What an ‘atypical’ El Niño means for your summer

Author
Jamie Morton,
Publish Date
Fri, 1 Dec 2023, 12:25pm

An “atypical” El Niño summer is set to bring plenty of variability amid the big climate driver’s traditional wet-and-dry flavours for New Zealand’s west and east – starting with a bout of humidity for the North Island next week. 

For Kiwi summers, El Niño usually means hot, dry conditions for the northeast, wetter weather for the southwest, and westerly winds over most of the country. 

Only, as Niwa’s just-released outlook for the next three months shows, things aren’t likely to run entirely to script this season. 

While Kiwis will still feel the effects of a classic El Niño pressure set-up - driving more and stronger westerly and northwesterly quarter winds on to New Zealand - Niwa expected higher variability in circulation patterns and air flows compared with past events. 

That variability – partly due to an equatorial West Pacific still running unusually warm – raised the potential for the odd big subtropical rainmaker to find its way down here, albeit not with the relentless frequency of last summer. 

“We’re expecting atypical impacts from an atypical El Niño, with excessive warmth not just in the Pacific but right across the planet,” Niwa forecaster Ben Noll said. 

“As it pertains to our weather, we will feel those unusual impacts right out of the gate, with the first week of the month looking pretty sodden across the country.” 

Niwa picked rainfall levels to be near normal in the north of the South Island, near or above normal totals in the west of the South Island, and near or below normal levels across the remainder of the country.

TASKS:
[1] Repeat the El Niño article from "For Kiwi summers, El" up to and including "most of the country.", putting "warm, dry conditions" in place of "hot, dry conditions".
[2] Write the next part of the El Niño summer outlook article, picking up after its last sentence.

RECORD LIST:

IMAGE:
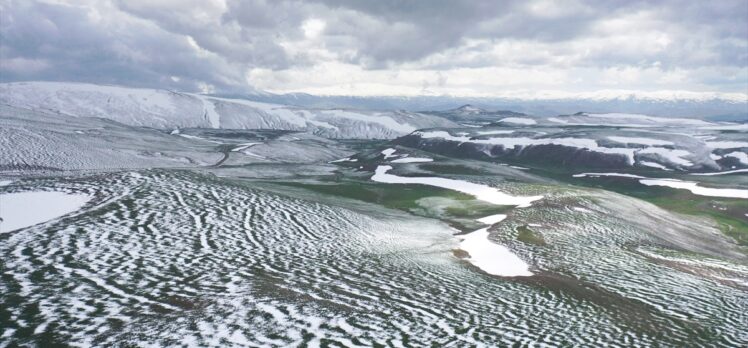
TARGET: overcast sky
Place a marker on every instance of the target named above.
(384, 47)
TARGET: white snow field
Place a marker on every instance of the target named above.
(490, 257)
(678, 184)
(23, 209)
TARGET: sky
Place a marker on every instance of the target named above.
(385, 47)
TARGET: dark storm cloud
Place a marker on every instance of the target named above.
(193, 44)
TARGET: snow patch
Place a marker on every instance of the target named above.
(23, 209)
(518, 120)
(413, 160)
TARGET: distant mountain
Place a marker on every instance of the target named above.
(586, 141)
(469, 114)
(672, 104)
(169, 110)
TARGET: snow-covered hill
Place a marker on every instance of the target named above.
(600, 141)
(166, 109)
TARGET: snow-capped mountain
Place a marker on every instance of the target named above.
(168, 110)
(703, 105)
(601, 141)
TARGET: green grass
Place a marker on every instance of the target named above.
(526, 235)
(455, 208)
(727, 213)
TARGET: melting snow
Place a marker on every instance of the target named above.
(388, 153)
(413, 160)
(653, 165)
(642, 141)
(678, 184)
(490, 257)
(741, 156)
(518, 120)
(23, 209)
(696, 189)
(481, 192)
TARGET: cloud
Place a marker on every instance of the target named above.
(379, 47)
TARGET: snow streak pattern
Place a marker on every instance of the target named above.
(170, 258)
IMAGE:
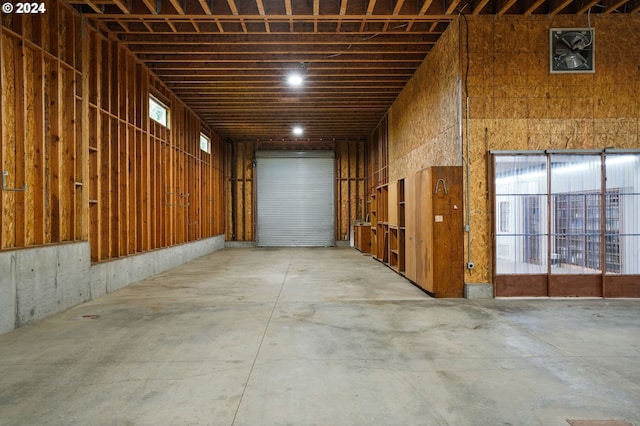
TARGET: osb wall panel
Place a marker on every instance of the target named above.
(516, 104)
(377, 157)
(424, 119)
(241, 185)
(76, 132)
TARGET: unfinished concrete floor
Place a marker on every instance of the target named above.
(299, 336)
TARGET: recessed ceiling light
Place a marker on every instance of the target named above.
(295, 80)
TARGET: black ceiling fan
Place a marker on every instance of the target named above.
(571, 50)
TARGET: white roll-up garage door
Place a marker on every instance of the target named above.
(295, 198)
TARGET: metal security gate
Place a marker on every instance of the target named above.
(295, 198)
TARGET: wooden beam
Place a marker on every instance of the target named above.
(398, 7)
(123, 7)
(177, 6)
(152, 5)
(481, 5)
(588, 6)
(452, 7)
(616, 6)
(233, 7)
(205, 7)
(261, 11)
(533, 7)
(343, 6)
(505, 7)
(560, 7)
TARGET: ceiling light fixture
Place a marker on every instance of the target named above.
(295, 79)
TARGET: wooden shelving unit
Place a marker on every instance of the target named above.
(373, 219)
(421, 229)
(382, 225)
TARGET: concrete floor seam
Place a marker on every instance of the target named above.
(266, 328)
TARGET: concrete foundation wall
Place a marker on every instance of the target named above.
(39, 282)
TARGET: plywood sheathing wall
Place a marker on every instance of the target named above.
(349, 190)
(377, 158)
(424, 119)
(75, 129)
(516, 104)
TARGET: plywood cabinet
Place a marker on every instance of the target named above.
(362, 237)
(434, 230)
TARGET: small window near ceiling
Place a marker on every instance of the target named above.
(205, 143)
(158, 111)
(504, 216)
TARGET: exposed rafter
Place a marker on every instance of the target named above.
(229, 59)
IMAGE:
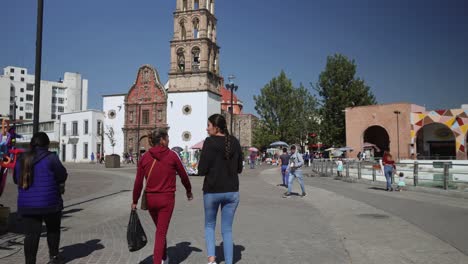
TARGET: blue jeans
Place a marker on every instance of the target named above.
(285, 174)
(388, 170)
(295, 174)
(228, 202)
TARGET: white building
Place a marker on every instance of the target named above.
(51, 128)
(63, 96)
(114, 110)
(81, 135)
(187, 117)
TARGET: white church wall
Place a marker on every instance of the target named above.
(114, 109)
(201, 107)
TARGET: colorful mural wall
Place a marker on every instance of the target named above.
(455, 119)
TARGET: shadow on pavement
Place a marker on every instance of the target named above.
(377, 188)
(81, 250)
(177, 254)
(97, 198)
(237, 253)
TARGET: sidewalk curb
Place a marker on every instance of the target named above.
(447, 193)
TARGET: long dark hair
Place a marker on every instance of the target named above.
(40, 139)
(154, 137)
(219, 121)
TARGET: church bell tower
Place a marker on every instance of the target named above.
(194, 52)
(194, 82)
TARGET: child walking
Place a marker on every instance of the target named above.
(339, 169)
(401, 182)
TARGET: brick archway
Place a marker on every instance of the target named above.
(378, 136)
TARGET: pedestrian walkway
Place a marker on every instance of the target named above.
(323, 227)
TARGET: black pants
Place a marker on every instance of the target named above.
(32, 230)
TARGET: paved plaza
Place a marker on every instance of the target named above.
(338, 222)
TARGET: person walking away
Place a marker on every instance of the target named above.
(284, 162)
(295, 172)
(401, 182)
(306, 159)
(221, 184)
(389, 169)
(39, 175)
(159, 167)
(101, 160)
(339, 168)
(253, 158)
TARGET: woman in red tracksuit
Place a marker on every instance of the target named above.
(161, 187)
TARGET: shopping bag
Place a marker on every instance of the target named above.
(136, 237)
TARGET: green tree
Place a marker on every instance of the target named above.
(285, 112)
(338, 88)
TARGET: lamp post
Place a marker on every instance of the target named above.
(37, 81)
(13, 116)
(233, 88)
(397, 113)
(138, 129)
(239, 131)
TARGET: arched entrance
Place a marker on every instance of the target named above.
(377, 136)
(435, 141)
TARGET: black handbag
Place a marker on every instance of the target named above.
(136, 237)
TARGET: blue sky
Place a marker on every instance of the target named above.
(412, 51)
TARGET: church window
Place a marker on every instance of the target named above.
(186, 136)
(196, 59)
(181, 60)
(145, 115)
(183, 31)
(196, 23)
(209, 30)
(215, 63)
(160, 115)
(187, 109)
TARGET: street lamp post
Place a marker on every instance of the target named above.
(37, 81)
(138, 129)
(233, 88)
(239, 131)
(397, 113)
(13, 116)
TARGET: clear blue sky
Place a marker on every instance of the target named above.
(406, 50)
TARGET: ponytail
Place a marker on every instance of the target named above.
(219, 121)
(39, 139)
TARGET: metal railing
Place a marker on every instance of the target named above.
(436, 174)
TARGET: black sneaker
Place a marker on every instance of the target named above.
(56, 260)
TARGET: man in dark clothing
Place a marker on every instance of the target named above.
(284, 159)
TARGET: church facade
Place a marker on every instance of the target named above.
(145, 109)
(194, 81)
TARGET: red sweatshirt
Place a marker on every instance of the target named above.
(387, 161)
(163, 175)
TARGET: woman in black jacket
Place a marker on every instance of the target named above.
(220, 163)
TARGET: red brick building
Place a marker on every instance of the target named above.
(145, 108)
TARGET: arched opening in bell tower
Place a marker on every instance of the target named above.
(181, 59)
(196, 24)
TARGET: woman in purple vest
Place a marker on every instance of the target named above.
(40, 177)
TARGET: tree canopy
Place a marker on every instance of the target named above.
(286, 112)
(338, 89)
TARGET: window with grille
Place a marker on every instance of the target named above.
(145, 117)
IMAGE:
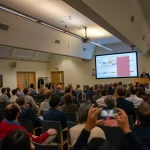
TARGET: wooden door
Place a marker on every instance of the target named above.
(57, 77)
(24, 79)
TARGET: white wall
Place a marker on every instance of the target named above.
(78, 71)
(10, 75)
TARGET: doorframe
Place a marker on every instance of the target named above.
(58, 72)
(27, 72)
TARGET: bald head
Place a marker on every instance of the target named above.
(12, 112)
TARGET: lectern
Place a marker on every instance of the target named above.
(142, 80)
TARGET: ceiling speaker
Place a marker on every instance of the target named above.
(13, 64)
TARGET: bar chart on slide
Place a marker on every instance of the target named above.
(116, 65)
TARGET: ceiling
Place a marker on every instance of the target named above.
(58, 13)
(145, 5)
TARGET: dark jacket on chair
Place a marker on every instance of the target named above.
(29, 114)
(127, 106)
(55, 115)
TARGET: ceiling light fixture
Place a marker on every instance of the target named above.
(50, 26)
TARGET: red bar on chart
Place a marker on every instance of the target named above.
(123, 66)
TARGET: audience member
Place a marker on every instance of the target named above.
(14, 96)
(69, 107)
(133, 98)
(54, 114)
(110, 89)
(19, 93)
(44, 106)
(128, 90)
(90, 93)
(98, 95)
(32, 89)
(110, 102)
(68, 89)
(10, 123)
(17, 140)
(120, 83)
(124, 104)
(101, 102)
(8, 92)
(28, 113)
(82, 118)
(4, 97)
(29, 99)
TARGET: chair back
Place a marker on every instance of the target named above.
(130, 118)
(1, 143)
(3, 105)
(114, 136)
(2, 114)
(52, 124)
(71, 116)
(28, 124)
(46, 147)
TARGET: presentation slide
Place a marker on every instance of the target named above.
(116, 65)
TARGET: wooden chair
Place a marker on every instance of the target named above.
(60, 138)
(46, 147)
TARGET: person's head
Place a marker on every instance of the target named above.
(21, 101)
(12, 112)
(8, 90)
(115, 85)
(110, 101)
(14, 92)
(68, 89)
(143, 113)
(83, 112)
(133, 90)
(120, 91)
(32, 86)
(120, 83)
(17, 140)
(4, 90)
(130, 84)
(98, 144)
(104, 92)
(68, 99)
(54, 101)
(47, 94)
(78, 86)
(26, 91)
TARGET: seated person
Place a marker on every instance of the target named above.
(110, 102)
(124, 104)
(14, 96)
(100, 102)
(17, 140)
(133, 98)
(29, 99)
(4, 97)
(32, 89)
(69, 107)
(82, 118)
(69, 89)
(54, 114)
(98, 95)
(28, 113)
(10, 123)
(45, 104)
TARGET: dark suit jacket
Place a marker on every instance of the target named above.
(29, 114)
(147, 75)
(127, 106)
(55, 115)
(74, 100)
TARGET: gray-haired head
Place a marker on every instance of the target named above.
(110, 101)
(83, 112)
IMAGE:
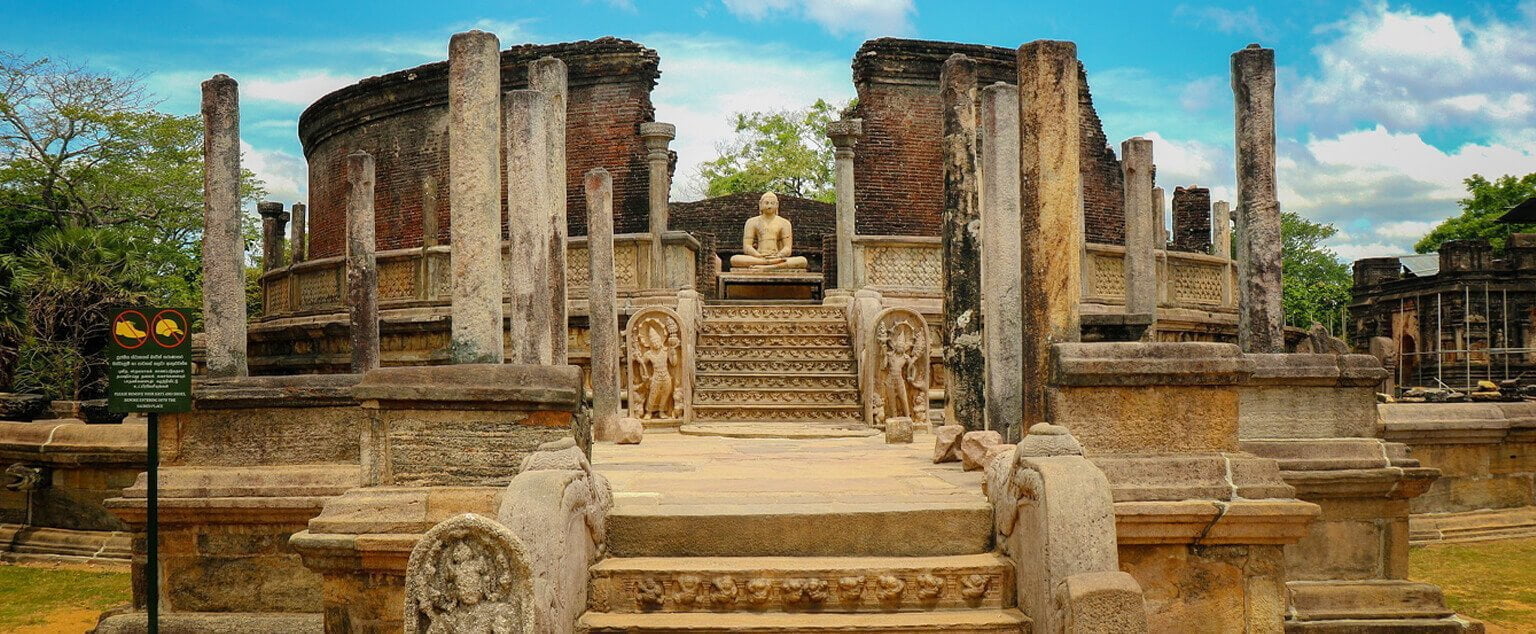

TASK RESPONSES:
[1]
For Kiwi summers, El Niño usually means warm, dry conditions for the northeast, wetter weather for the southwest, and westerly winds over most of the country.

[2]
Further south, strong lows were expected to deliver heavy rainfall for the western and lower South Island in mid-to-late December – raising the risk of flooding over the Christmas period. 

Temperatures, meanwhile, were most likely to sit above average in the east of both islands and the north of the North Island - and near average or above average in all other regions. 

For those warmer, drier areas, Noll said summer temperatures reaching the mid to high 30s remained “well within the realm of possibility”. 

“Given the northwesterly flows that are favoured, either Australian air masses or subtropical air masses can produce that level of warmth.” 

While there was still a risk of summer dry spells for several eastern regions, Noll said this El Niño didn’t appear to be posing the threat of months-long drought that farmers endured in horror events like 1997-98. 

“We might have dryness for three, four or five weeks – but then that might be followed up by a different flavour of weather that could last a week or two, and almost take the edge off.” 

Jamie Morton is a specialist in science and environmental reporting. He joined the Herald in 2011 and writes about everything from conservation and climate change to natural hazards and new technology.